**PROBLEM DETAILS:** Restate the entries below exactly. Images are not part of the copy.

**GIVEN DATA:**
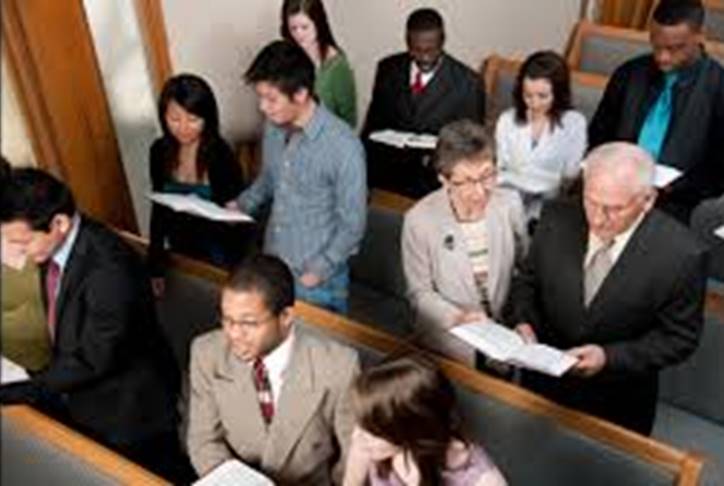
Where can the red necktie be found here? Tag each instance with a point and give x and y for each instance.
(263, 391)
(52, 278)
(417, 85)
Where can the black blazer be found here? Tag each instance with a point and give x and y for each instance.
(455, 92)
(110, 363)
(694, 142)
(647, 314)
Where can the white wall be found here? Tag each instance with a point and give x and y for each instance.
(16, 145)
(218, 39)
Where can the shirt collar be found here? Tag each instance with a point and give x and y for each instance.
(619, 242)
(62, 254)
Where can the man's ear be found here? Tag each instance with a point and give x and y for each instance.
(286, 319)
(301, 96)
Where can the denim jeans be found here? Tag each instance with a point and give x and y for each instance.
(332, 294)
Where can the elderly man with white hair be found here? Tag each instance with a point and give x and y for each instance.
(616, 283)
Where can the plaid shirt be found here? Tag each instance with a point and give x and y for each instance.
(318, 184)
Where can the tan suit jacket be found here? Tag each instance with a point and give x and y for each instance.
(440, 281)
(309, 435)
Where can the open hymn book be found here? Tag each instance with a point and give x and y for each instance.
(234, 472)
(404, 139)
(192, 204)
(502, 344)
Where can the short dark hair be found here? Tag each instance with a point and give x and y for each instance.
(269, 276)
(194, 95)
(410, 403)
(675, 12)
(551, 66)
(35, 197)
(285, 65)
(425, 19)
(314, 9)
(462, 139)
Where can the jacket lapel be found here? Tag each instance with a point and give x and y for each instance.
(633, 254)
(72, 274)
(299, 400)
(439, 86)
(242, 393)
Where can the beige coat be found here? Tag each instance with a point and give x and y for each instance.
(313, 421)
(440, 281)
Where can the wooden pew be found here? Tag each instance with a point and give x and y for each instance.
(713, 20)
(600, 49)
(38, 450)
(499, 76)
(532, 439)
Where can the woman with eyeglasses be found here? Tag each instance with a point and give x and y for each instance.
(542, 139)
(461, 242)
(409, 432)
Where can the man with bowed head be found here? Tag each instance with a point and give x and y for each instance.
(265, 391)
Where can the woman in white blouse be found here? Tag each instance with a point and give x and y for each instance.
(541, 140)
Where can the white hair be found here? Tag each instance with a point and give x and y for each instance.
(628, 162)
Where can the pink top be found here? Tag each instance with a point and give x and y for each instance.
(467, 474)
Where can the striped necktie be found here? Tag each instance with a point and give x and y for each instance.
(263, 390)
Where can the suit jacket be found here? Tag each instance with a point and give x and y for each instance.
(313, 420)
(440, 281)
(646, 315)
(454, 92)
(698, 101)
(110, 363)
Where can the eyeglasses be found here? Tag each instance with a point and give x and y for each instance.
(247, 324)
(485, 181)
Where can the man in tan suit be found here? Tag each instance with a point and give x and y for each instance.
(266, 392)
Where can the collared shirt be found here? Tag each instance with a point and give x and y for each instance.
(276, 364)
(62, 254)
(426, 76)
(619, 243)
(318, 184)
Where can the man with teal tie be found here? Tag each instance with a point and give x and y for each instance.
(671, 103)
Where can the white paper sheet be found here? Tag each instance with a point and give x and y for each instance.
(233, 472)
(665, 175)
(404, 139)
(11, 372)
(503, 344)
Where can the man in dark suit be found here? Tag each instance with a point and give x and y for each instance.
(617, 284)
(111, 375)
(656, 99)
(418, 91)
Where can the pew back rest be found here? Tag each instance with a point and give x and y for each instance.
(714, 20)
(600, 49)
(531, 439)
(586, 88)
(378, 264)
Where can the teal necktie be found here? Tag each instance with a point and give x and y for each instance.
(651, 136)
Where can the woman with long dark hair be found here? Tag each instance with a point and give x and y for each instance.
(191, 157)
(408, 431)
(305, 22)
(542, 137)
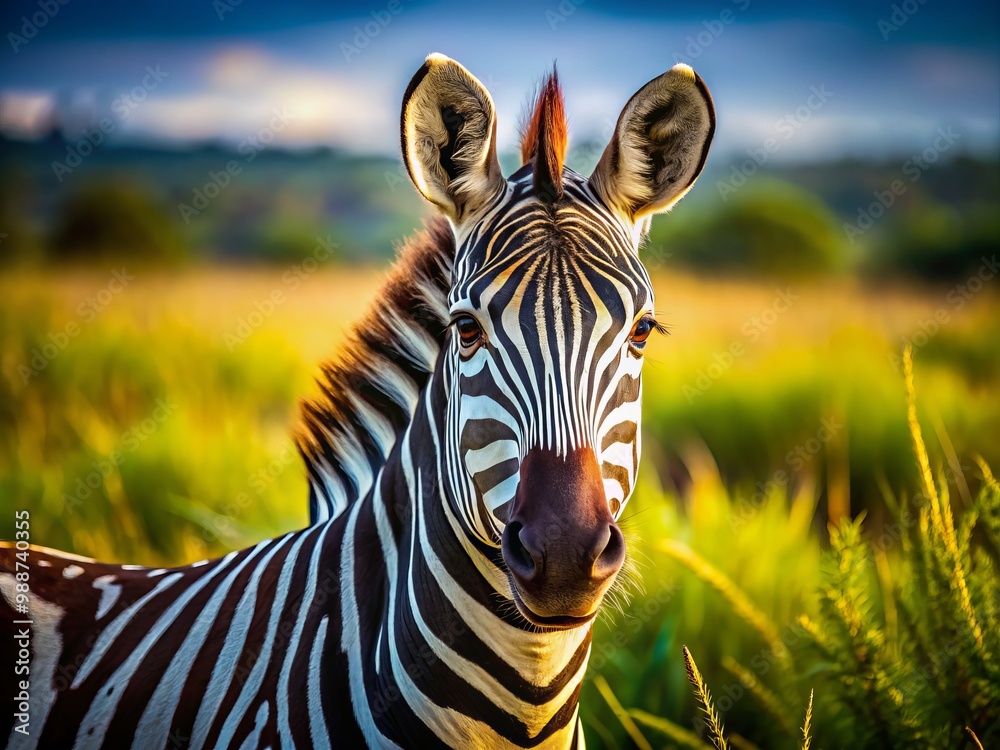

**SOLUTION FOR THIS TASK:**
Where can the red necktie be found here? Tag each instance with a point and give x and y for each instance.
(263, 391)
(52, 278)
(417, 85)
Where can the black blazer be found here? Tag each instance with a point and give x and y for each instance.
(455, 92)
(110, 363)
(694, 142)
(647, 314)
Where can the white wall be found here? Tag each instance with a point and give x and y for each instance.
(16, 145)
(218, 39)
Where can the shirt collar be found here? Tag each instance with a point and give x and y for each instance.
(619, 242)
(62, 254)
Where can the man's ear be found here? Tag each instance with a point and give x and y for each instance.
(286, 319)
(301, 96)
Where can the denim jeans be found here? Tag each instance with a point and give x and y for each instance.
(332, 294)
Where can the elderly man with white hair be found here? Tag each instance with a point and give x and y for each instance.
(616, 283)
Where can the plaid shirt be found here? Tag each instance with a point and give x and y for each instance.
(318, 184)
Where can the tan suit jacket be found here? Tag each instance with a point and give x and y for each instance.
(440, 281)
(309, 435)
Where can the open hymn book be found here? Tag each instance with a point and give x and y for each instance.
(234, 472)
(404, 139)
(192, 204)
(502, 344)
Where can the short dark hair be found here? Tag each instance with a point and give x and y for each instance.
(269, 276)
(194, 95)
(410, 403)
(675, 12)
(551, 66)
(35, 197)
(285, 65)
(425, 19)
(314, 9)
(462, 139)
Where can the jacket lapel be found here? Tag each instance with a point and give x and y for each instance.
(633, 254)
(72, 274)
(299, 400)
(439, 86)
(242, 393)
Where can the beige coat be found here? Tag each instance with a point and give x and y for each instance.
(313, 421)
(440, 281)
Where can the wooden pew be found here? Tag each instance with a point and give x and y for each instance.
(713, 20)
(600, 49)
(38, 450)
(499, 76)
(532, 439)
Where can the woman with eyeglasses be found here? Tag each instance with a point and give x and y for each instance.
(542, 139)
(461, 242)
(409, 432)
Where can the man with bowed head be found here? Tag each instance with a point and give x and y for each instance.
(265, 391)
Where can the woman in white blouse be found here? Tag each instance with a point and give x and y for each instance.
(541, 140)
Where can the white hair be found here? Tag each instance with a point and give x and y for each instance.
(628, 162)
Where can the pink top be found here? Tag each instance with a point and give x and y for each instance.
(467, 474)
Where can the striped necktie be found here? Tag each instance with a point and give x and y for each instance.
(263, 390)
Where can the suit jacket be found here? Tag each instance with a point and give x and y for each instance.
(313, 420)
(440, 281)
(646, 315)
(454, 92)
(698, 101)
(110, 363)
Where can the eyeglasses be found here? Tag each instance with a point and give x and y for each instance.
(247, 324)
(485, 181)
Where can the man in tan suit be found here? Tag each instance with a point and give x and y for each instance.
(266, 392)
Where can the collared shirt be found here? Tag each instance with a point and give x and y for each instance.
(276, 364)
(62, 254)
(426, 76)
(619, 243)
(318, 184)
Where can the man with teal tie be found here? Tag each instance with a point and give x and y for each instance.
(671, 103)
Where can the white paper sheet be found here? Tag each instance with a point and give x and y for each instance.
(233, 472)
(665, 175)
(404, 139)
(11, 372)
(503, 344)
Where can the man in dark suit be found here? Tag each instance with a point and give x and y for each instance.
(617, 284)
(111, 375)
(656, 99)
(418, 91)
Where can the pew back rest be found here? Tag each instance with a point and give x and y for each instance.
(714, 20)
(600, 49)
(531, 439)
(586, 88)
(378, 264)
Where can the teal necktie be found here? Tag each instance with a point and give x and y for each instance.
(651, 136)
Where can the woman with long dark hair be found here? Tag each instance with a point and give x and y for each instance.
(191, 157)
(408, 431)
(305, 22)
(542, 137)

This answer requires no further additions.